> _WHAT YOU SHOULD DO_:
Convert the data below to a two-column CSV with the headers input and result, one row per block. The input field holds the text from the $ line up to "output:", and the result field holds what follows it, each as one double-quoted field with line breaks turned into spaces and the pictures left out.

┄┄┄┄┄┄┄┄┄┄

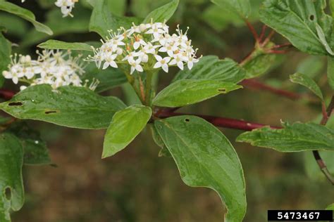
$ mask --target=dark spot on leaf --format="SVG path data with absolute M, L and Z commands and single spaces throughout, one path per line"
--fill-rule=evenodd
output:
M 5 189 L 5 196 L 6 196 L 6 199 L 7 199 L 8 200 L 11 200 L 11 190 L 10 188 L 6 188 Z
M 56 113 L 57 111 L 45 111 L 45 114 Z
M 9 106 L 20 106 L 23 105 L 23 103 L 22 103 L 21 102 L 11 102 L 8 103 Z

┄┄┄┄┄┄┄┄┄┄

> _ANSWER BELOW_:
input,result
"$ mask --target=dark spot on leaf --format=""SVG path data with absolute M, L and Z commands and single spaces throughout, one path per line"" --fill-rule=evenodd output:","M 5 189 L 5 196 L 6 196 L 6 199 L 7 199 L 8 200 L 11 200 L 11 190 L 10 188 L 6 188 Z M 56 113 L 57 111 L 45 111 L 45 114 Z M 9 106 L 20 106 L 23 105 L 23 103 L 22 103 L 21 102 L 11 102 L 8 103 Z"